* begin Excerpted passage *

We should create a ScratchSource type that can be created for Directory.AsModule - this type doesn't map to a directory on the host, so we should avoid all chances of confusion, which this PR steps into.
I don't get it

dapper hound
# weary knoll I can go in `/src/src` and there I can get the context dir

right, a couple things to remember:

  • a local module can have local deps (which need resolving on the host)
  • a git module can also have local deps (which need resolving relative to the git directory, not the host)
  • any module can load a module using AsDirectory (which needs resolving relative to that directory, not the host)
weary knoll
dapper hound
weary knoll
#

I see

#

So how can I solve that?

* end Excerpted passage *
* begin Supplied data *

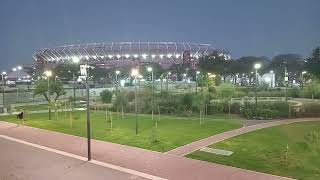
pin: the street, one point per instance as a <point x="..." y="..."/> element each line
<point x="22" y="162"/>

* end Supplied data *

> _Work to do_
#1 In the module thread, relative to what must a git module's local deps be resolved?
#2 Copy from the module thread the stretch from "right, a couple" through "git directory, not the host)".

> _Outputs by task_
#1 Relative to the git directory, not the host.

#2
right, a couple things to remember:

  • a local module can have local deps (which need resolving on the host)
  • a git module can also have local deps (which need resolving relative to the git directory, not the host)